Weßling:Zwischen den Welten

Weßling: Mit Cembalo, Kontrabass und Flöte: das Ensemble mit Uta Sasgen (2. v. li.) beim Auftritt im Pfarrstadel Weßling.

Mit Cembalo, Kontrabass und Flöte: das Ensemble mit Uta Sasgen (2. v. li.) beim Auftritt im Pfarrstadel Weßling.

(Foto: Arlet Ulfers)

Acht Mitglieder des Orchesters vom Gärtnerplatztheater spielen in Weßling Musik von Carl Philipp Emanuel Bach, die an der Schwelle zum empfindsamen Stil steht

Von Reinhard Palmer, Weßling

William Boyce ist hierzulande kein häufig gespielter Komponist des 18. Jahrhunderts. Er war auch seinerzeit kein herausragender Meister dieser schillernden Epoche, obwohl sein Werk in Qualität und Umfang imposant daherkommt. Zugute muss man ihm vor allem halten, dass er sich Händels dominierendem Einfluss erfolgreich entzog und eine eigene Handschrift zu entwickeln vermochte.

Das Allegro der Sinfonie B-Dur erwies sich mit seinem beschwingten Wogen und der galanten, vergnüglichen Feierlichkeit geradezu ideal als Ouvertüre und stand exemplarisch für den spielfreudigen Stil des englischen Komponisten, dem das achtköpfige Kammerensemble aus den Reihen des Orchesters vom Münchner Gärtnerplatztheater einen schwungvollen Auftritt verschaffte. Im Fokus des vom Verein "Unser Dorf" veranstalteten Barockkonzerts "Zwischentöne" im Weßlinger Pfarrstadel sollte aber Carl Philipp Emanuel Bach an der Schwelle zum empfindsamen Stil stehen. Flötistin Uta Sasgen, in der Gegend heimisch und derzeit im Pfarrstadel mit einer Ausstellung ihrer Pastellmalerei vertreten, führte das Publikum mit fesselnden wie humorvollen Details durchs Programm.

========================================================================

* KURZE ÜBUNG 1: Fassen Sie den Absatz des Konzertberichts, der mit „William Boyce ist hierzulande“ beginnt, als knappe Stichpunktliste zusammen und bewahren Sie dabei die wesentlichen Fakten.
* KURZE ÜBUNG 2: Geben Sie aus dem Konzertbericht den Abschnitt wörtlich wieder, der bei den Worten „Weßling:Zwischen den Welten“ einsetzt; hören Sie nach „Handschrift zu entwickeln vermochte.“ auf.

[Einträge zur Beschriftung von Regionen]
========================================================================

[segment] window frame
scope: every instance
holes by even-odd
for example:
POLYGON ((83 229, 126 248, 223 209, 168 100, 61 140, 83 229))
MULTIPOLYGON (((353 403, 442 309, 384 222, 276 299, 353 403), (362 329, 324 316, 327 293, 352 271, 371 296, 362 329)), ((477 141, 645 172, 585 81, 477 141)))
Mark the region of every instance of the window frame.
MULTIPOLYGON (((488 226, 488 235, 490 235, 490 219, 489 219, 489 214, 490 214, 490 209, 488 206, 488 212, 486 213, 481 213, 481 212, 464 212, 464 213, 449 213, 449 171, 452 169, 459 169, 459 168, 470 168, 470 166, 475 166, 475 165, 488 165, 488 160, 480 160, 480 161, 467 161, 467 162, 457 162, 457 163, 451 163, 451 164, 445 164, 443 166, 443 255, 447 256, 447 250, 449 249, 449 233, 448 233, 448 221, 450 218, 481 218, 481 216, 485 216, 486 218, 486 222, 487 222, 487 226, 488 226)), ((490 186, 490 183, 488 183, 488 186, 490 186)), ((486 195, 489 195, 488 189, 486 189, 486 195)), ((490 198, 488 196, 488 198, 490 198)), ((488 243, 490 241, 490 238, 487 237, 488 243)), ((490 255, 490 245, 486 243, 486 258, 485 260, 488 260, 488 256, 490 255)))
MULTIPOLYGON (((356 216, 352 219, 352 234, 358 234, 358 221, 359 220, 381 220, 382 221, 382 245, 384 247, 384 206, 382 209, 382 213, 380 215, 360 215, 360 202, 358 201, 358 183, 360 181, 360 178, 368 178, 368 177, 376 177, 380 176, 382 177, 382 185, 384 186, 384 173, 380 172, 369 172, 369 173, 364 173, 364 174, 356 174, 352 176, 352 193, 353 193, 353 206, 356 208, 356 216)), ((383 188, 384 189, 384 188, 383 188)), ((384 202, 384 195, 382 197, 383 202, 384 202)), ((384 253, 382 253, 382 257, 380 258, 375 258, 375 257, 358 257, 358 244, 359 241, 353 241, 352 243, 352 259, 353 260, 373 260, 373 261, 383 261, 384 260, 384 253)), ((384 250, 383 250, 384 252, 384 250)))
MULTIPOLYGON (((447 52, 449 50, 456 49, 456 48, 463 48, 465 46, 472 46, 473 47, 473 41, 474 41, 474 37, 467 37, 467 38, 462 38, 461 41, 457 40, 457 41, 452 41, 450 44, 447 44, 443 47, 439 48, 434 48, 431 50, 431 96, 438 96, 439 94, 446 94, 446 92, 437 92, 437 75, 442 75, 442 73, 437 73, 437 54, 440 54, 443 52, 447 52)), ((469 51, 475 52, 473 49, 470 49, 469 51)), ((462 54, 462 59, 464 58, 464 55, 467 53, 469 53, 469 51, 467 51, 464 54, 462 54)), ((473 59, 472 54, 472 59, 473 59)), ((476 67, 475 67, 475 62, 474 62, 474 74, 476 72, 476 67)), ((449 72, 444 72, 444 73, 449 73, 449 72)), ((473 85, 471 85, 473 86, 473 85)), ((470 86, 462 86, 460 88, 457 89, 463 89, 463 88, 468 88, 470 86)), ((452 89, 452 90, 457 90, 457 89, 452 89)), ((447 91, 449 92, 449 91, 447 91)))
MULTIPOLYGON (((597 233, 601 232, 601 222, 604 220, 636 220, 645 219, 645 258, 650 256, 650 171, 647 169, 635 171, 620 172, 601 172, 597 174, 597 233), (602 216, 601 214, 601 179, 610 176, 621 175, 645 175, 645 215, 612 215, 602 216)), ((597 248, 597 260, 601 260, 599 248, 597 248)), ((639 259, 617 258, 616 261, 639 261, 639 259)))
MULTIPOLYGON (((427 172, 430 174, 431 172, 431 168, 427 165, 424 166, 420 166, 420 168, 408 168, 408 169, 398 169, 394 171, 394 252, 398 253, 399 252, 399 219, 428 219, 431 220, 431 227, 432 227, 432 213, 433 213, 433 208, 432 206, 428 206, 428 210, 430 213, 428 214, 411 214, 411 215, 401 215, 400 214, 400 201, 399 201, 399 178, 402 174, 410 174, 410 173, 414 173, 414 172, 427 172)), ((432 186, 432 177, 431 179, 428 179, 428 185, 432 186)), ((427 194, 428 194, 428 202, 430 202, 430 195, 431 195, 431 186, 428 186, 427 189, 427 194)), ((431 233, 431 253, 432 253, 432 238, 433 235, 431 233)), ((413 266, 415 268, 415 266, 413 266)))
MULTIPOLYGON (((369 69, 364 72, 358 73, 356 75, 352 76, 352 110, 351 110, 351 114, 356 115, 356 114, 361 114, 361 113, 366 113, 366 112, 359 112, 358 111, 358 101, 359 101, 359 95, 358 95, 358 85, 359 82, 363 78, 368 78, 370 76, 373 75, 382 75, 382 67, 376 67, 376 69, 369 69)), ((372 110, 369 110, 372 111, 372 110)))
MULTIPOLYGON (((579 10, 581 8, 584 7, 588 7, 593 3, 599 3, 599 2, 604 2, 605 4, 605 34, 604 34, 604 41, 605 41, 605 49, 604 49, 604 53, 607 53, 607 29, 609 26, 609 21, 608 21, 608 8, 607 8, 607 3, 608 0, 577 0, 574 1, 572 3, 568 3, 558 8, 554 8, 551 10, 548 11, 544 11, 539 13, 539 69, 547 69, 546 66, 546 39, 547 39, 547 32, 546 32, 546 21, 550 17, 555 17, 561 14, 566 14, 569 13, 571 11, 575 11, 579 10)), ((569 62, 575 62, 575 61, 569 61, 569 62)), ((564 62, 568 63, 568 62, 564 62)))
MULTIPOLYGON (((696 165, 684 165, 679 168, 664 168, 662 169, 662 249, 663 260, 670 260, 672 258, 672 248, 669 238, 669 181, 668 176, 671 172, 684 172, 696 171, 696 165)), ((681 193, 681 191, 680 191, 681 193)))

========================================================================

* SCHRIFTLICHE ANTWORT 1:
- William Boyce wird hierzulande selten gespielt.
- Schon zu seiner Zeit zählte er nicht zu den herausragenden Meistern des 18. Jahrhunderts, obwohl sein Werk in Qualität und Umfang imposant ist.
- Vor allem ist ihm anzurechnen, dass er sich Händels dominierendem Einfluss erfolgreich entzog und eine eigene Handschrift entwickelte.

* SCHRIFTLICHE ANTWORT 2:
Weßling:Zwischen den Welten

Weßling: Mit Cembalo, Kontrabass und Flöte: das Ensemble mit Uta Sasgen (2. v. li.) beim Auftritt im Pfarrstadel Weßling.

Mit Cembalo, Kontrabass und Flöte: das Ensemble mit Uta Sasgen (2. v. li.) beim Auftritt im Pfarrstadel Weßling.

(Foto: Arlet Ulfers)

Acht Mitglieder des Orchesters vom Gärtnerplatztheater spielen in Weßling Musik von Carl Philipp Emanuel Bach, die an der Schwelle zum empfindsamen Stil steht

Von Reinhard Palmer, Weßling

William Boyce ist hierzulande kein häufig gespielter Komponist des 18. Jahrhunderts. Er war auch seinerzeit kein herausragender Meister dieser schillernden Epoche, obwohl sein Werk in Qualität und Umfang imposant daherkommt. Zugute muss man ihm vor allem halten, dass er sich Händels dominierendem Einfluss erfolgreich entzog und eine eigene Handschrift zu entwickeln vermochte.